▶ TASK DESCRIPTION
Return the data given below exactly as it appears.

Records from a data source
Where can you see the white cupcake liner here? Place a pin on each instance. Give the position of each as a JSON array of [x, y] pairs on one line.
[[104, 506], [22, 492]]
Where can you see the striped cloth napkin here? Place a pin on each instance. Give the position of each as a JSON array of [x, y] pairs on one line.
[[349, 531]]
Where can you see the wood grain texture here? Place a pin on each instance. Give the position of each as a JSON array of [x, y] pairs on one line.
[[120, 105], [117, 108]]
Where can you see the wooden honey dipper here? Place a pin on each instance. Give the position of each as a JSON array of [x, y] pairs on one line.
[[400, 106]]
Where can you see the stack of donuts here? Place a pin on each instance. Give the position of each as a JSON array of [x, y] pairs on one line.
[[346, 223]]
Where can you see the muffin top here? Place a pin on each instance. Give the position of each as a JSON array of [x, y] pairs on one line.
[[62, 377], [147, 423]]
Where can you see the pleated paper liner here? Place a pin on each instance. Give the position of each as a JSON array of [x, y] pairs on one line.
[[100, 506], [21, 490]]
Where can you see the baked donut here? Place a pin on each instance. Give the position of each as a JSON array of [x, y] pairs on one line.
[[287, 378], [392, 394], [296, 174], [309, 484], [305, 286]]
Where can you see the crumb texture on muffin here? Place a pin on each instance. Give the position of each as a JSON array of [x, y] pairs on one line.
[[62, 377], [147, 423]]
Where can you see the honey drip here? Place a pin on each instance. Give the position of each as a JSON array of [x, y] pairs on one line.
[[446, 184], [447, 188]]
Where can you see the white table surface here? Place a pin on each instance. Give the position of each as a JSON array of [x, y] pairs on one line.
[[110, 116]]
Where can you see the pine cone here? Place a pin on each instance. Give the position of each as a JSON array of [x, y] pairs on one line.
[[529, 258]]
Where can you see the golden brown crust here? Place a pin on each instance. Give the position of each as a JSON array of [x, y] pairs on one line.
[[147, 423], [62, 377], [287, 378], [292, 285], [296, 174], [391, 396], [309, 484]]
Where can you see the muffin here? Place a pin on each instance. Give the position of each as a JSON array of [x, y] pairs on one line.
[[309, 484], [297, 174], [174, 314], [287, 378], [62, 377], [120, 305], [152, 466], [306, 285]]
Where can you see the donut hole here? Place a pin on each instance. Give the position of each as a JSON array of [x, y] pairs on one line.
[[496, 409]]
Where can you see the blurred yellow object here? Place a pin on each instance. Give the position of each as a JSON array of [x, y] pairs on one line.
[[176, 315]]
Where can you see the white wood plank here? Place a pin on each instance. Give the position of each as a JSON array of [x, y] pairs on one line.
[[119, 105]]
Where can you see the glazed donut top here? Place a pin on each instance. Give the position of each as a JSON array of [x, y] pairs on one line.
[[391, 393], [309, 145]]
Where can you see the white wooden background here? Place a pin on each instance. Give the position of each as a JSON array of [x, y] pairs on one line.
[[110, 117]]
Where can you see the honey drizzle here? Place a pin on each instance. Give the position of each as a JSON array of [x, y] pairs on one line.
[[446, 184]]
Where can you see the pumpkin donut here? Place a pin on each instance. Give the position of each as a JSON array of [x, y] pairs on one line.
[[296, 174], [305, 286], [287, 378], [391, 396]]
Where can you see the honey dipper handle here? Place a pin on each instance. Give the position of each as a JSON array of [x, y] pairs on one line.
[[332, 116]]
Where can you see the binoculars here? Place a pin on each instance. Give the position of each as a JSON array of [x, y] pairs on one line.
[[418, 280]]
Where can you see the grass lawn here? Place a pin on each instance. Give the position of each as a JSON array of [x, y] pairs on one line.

▶ PROBLEM SOLUTION
Where can you see the white cupcake liner here? Place a pin on each instance. Give the position of each as a JSON array of [x, y] pairs on one line.
[[104, 506], [22, 492]]
Where can you see the striped cloth napkin here? Place a pin on each instance. Give the position of each as a JSON array of [x, y] pairs on one line.
[[349, 531]]
Where can you see the wood grain texture here? Place a pin on each instance. Give the position of each as a JSON array of [x, y] pairs on one line.
[[120, 105], [117, 108]]
Where can you see the wooden honey dipper here? Place a pin on each instance. Give the position of each as a JSON array of [x, y] pairs on one line.
[[400, 106]]
Where can you see the stack of donuts here? Place a pin on each instance. Give the position of each as a JSON array of [x, y] pairs on one line.
[[346, 223]]
Where can you see the muffin top here? Place a pin on each instance. Give the position of each as a JSON array of [x, y] pairs on one line.
[[62, 377], [147, 423]]
Where can you see the pleated paper liner here? Place a pin on each instance. Give the position of each as a JSON array of [x, y] pairs on one line.
[[100, 506], [21, 490]]
Where can you see the baked donut here? Place a pin on each instance. Give the position of each as a JSON array of [x, y] pairs on one line.
[[287, 378], [392, 394], [296, 174], [309, 484], [305, 286]]
Where can you see the crumb texture on muffin here? Place a pin on each instance. Give the position of each as a JSON array of [x, y] pairs on one line.
[[62, 377], [147, 423]]
Where can you see the honey drip here? Place a pin on each instance. Give the position of each as a JSON array of [x, y] pairs on one line.
[[446, 184], [447, 188]]
Where can you see the white table surface here? Place a pin on each instance. Give the position of each as a JSON array of [x, y] pairs on one line.
[[110, 116]]
Where can you see the pine cone here? Place a pin on each instance. Give the position of each as a JSON array of [x, y] pairs on one line.
[[529, 258]]
Where can you see the golden brown crust here? Place a pin on each instance. Give the position of each as a JSON array of [x, y] pairs on one line.
[[147, 423], [62, 377], [287, 378], [292, 285], [296, 174], [391, 396], [309, 484]]
Where can you see the muffin here? Place a pin on each instance. Give the position of each as a JSON array of [x, y] pairs on one line.
[[309, 484], [297, 174], [174, 314], [287, 378], [62, 377], [120, 305], [152, 466], [306, 285]]
Where can you see the donut hole here? Place a pin on each instance. Give the position of each as a JSON array of [x, y] pairs on one line.
[[496, 409]]
Where can you see the blurred yellow object here? Place a pin on each instance. Give the position of each as a JSON array of [x, y] pairs on one line.
[[176, 315]]
Where can you see the white wood plank here? Place a pin on each instance. Give the position of each as a JSON array of [x, y] pairs on one line.
[[119, 105]]
Where can you see the glazed donut top here? Place a pin on each instance. Give the position of each as a JSON array of [x, y] pairs on one line.
[[391, 393], [309, 145]]
Where can you see the white wooden background here? Place a pin on each instance. Give the position of each as a JSON array of [x, y] pairs on one line.
[[110, 117]]
Where can you see the honey drizzle here? Place a pin on each instance. Give the position of each as a JSON array of [x, y] pairs on one line.
[[446, 184]]
Where can you see the pumpkin donut here? Place a pin on each instance. Give the position of each as a JSON array of [x, y] pairs on one line.
[[296, 174], [305, 286], [287, 378], [391, 396]]
Where can you see the honey dipper handle here? Place a pin on each instance. Give the position of each as a JSON array of [x, y] pairs on one line.
[[332, 116]]
Where can you see the binoculars here? Place a pin on each instance. Give the position of each as a JSON array of [x, y] pairs on one line.
[[418, 280]]
Where can you see the grass lawn here? Place a pin on each instance. Give the position of each as a JSON array of [x, y] pairs on one line.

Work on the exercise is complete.